(Problem)
Copy out the data word for word, without any of its pictures.

(Input data)

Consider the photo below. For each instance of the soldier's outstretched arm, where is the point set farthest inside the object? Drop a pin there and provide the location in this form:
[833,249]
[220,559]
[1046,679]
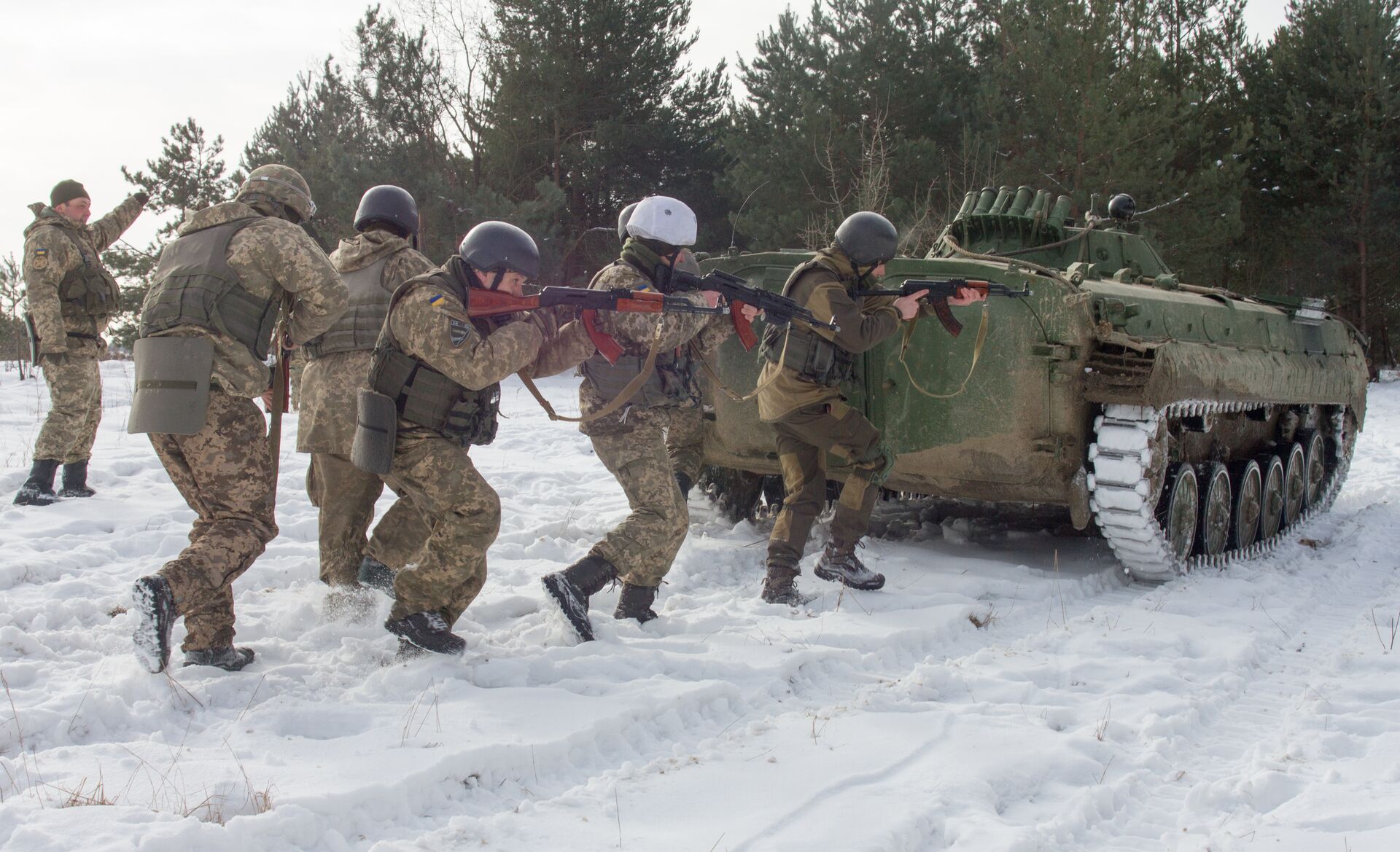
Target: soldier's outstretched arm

(Answer)
Consider the photo below. For each instance of the soldier's outstretched arm, where is the point set farthest inside the object? Drop a pin there and provide the location in this form:
[833,249]
[220,559]
[1046,679]
Target: soldier's outstretched arm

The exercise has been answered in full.